[THE DATA Boundary: Start]

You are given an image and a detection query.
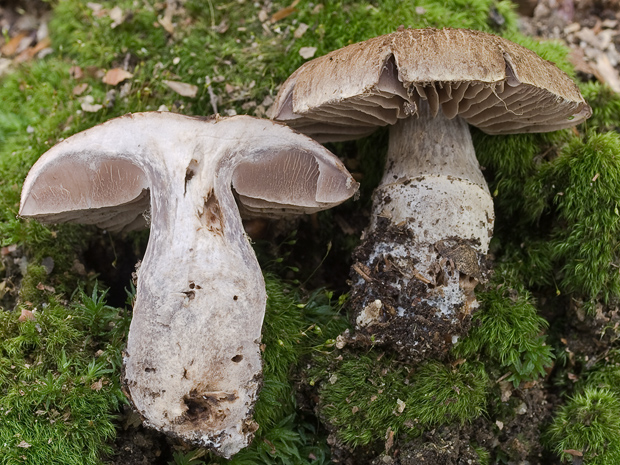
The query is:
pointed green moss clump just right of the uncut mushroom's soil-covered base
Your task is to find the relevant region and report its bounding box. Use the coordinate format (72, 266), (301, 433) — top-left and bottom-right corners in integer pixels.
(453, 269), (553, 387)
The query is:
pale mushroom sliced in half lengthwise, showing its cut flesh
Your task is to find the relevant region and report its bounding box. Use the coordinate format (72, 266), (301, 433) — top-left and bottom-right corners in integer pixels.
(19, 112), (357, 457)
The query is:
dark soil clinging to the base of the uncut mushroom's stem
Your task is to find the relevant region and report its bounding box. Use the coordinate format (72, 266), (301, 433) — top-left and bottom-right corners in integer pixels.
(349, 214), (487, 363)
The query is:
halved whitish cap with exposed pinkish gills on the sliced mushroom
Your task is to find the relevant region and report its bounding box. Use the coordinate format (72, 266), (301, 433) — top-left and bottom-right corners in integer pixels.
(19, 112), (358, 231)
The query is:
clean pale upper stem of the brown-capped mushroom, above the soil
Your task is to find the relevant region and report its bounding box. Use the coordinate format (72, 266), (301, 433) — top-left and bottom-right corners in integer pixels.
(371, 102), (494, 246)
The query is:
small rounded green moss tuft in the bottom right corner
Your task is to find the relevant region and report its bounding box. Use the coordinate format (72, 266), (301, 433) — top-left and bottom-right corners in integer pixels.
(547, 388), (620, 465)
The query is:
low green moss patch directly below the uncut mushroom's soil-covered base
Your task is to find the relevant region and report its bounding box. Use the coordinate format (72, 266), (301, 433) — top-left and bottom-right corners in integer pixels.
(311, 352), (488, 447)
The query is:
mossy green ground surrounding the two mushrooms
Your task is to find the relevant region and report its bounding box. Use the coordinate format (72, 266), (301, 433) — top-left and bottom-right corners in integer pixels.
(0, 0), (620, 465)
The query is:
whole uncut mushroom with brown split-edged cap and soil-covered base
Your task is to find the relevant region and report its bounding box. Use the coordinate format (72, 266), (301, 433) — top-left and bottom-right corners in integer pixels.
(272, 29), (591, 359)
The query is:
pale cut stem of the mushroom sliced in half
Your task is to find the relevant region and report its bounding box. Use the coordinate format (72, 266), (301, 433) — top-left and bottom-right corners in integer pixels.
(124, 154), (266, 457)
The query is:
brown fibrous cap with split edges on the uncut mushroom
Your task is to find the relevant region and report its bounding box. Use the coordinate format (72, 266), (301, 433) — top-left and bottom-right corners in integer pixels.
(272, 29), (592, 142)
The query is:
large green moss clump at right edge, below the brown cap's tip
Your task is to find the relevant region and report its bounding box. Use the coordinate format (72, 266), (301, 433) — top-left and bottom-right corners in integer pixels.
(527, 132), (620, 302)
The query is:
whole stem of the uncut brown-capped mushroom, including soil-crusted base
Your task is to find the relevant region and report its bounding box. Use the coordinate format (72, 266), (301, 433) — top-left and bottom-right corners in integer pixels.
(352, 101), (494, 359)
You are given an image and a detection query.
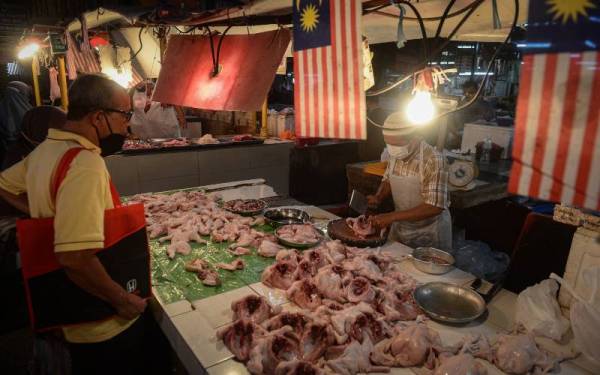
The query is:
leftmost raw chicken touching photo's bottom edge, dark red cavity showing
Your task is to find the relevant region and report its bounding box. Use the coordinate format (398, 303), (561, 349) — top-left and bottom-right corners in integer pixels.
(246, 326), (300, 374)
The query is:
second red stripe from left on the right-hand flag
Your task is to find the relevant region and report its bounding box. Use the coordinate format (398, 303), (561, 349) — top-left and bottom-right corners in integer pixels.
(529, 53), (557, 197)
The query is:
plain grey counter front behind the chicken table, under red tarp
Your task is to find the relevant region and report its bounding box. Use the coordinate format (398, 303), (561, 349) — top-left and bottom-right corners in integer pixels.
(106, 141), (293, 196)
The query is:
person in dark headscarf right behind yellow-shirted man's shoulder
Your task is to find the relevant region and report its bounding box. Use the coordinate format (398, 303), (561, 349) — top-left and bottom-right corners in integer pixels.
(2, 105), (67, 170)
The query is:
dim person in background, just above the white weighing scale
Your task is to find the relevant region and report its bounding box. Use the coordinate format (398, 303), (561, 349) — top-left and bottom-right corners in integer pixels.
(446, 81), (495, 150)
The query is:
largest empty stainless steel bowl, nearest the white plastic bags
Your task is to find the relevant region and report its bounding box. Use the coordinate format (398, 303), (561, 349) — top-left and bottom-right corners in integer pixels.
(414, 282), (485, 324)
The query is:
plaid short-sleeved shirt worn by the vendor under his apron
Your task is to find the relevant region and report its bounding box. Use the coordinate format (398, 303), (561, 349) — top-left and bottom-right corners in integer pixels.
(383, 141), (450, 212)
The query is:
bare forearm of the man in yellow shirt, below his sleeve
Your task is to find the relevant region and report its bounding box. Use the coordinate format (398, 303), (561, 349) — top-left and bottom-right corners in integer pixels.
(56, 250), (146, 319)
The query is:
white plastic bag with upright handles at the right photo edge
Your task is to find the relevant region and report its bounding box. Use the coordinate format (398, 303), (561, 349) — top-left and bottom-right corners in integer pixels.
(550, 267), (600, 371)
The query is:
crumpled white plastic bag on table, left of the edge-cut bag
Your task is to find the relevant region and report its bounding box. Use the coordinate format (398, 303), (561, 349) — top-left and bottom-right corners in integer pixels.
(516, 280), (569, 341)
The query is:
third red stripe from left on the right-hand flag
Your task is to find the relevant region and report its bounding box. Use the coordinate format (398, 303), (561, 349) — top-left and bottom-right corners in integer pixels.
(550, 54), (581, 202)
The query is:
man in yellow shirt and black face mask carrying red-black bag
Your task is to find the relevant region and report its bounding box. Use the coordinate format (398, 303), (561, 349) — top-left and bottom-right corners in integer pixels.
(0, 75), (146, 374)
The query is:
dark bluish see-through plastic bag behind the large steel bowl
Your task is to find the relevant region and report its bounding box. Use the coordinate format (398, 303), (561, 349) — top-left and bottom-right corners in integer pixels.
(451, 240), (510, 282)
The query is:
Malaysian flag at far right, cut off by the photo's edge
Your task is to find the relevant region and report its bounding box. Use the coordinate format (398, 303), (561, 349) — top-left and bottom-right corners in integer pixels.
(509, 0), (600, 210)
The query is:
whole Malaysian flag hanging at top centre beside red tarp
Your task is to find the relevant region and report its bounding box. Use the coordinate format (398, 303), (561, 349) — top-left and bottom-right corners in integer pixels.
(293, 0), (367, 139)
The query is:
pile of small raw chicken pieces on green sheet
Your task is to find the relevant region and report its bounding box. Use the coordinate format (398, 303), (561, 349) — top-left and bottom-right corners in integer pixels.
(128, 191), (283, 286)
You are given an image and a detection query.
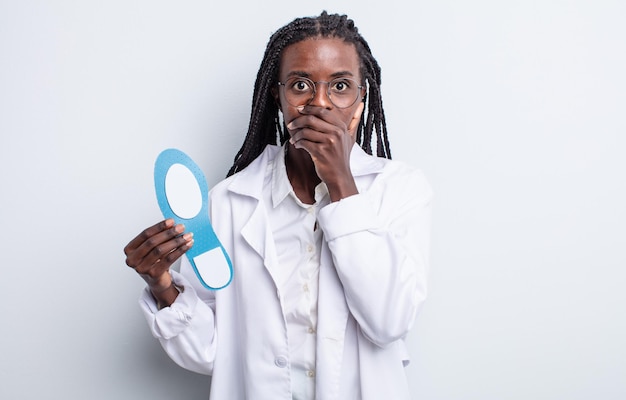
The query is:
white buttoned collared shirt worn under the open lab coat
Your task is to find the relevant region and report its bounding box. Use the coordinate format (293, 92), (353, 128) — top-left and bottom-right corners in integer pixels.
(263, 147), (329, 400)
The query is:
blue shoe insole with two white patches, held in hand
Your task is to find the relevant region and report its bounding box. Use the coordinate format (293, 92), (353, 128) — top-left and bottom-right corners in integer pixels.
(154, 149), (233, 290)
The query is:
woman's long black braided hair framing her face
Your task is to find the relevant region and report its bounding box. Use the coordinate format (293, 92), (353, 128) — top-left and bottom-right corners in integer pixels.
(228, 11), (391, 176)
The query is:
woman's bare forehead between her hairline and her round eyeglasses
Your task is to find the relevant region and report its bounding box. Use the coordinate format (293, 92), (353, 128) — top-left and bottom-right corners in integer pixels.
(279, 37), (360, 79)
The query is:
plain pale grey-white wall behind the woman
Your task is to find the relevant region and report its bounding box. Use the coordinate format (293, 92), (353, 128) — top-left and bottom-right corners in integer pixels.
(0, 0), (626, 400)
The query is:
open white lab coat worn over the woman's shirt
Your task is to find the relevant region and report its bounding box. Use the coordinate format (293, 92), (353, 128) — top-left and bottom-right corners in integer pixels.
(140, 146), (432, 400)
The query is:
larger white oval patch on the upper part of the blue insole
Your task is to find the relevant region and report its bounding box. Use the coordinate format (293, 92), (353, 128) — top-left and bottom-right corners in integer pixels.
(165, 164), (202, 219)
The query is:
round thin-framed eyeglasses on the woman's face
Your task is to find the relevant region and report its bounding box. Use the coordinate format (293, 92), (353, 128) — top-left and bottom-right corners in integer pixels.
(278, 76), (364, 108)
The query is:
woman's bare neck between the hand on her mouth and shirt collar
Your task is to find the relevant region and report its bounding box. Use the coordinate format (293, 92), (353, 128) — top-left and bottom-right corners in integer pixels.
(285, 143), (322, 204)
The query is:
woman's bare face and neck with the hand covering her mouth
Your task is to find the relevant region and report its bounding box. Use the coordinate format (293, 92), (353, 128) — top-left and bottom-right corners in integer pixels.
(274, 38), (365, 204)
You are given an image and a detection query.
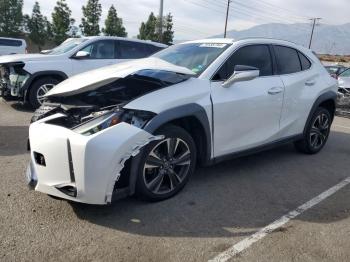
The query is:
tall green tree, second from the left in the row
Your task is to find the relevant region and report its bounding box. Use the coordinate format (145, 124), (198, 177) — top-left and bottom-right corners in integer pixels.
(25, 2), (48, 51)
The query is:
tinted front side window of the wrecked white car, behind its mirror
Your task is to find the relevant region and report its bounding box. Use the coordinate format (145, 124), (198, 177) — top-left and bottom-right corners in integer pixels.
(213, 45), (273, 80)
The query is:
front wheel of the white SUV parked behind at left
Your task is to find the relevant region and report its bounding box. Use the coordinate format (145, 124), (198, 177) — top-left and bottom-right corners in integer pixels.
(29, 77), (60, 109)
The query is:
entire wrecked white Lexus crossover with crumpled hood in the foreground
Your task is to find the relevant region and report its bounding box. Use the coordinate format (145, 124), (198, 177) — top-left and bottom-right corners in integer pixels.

[THE DATA Boundary: End]

Look through the data above and report every line in which "flag" appears.

second red stripe from left on the right-hand flag
third red stripe from left on the right-hand flag
Malaysian flag at far right, cut off by the photo's edge
whole Malaysian flag hanging at top centre beside red tarp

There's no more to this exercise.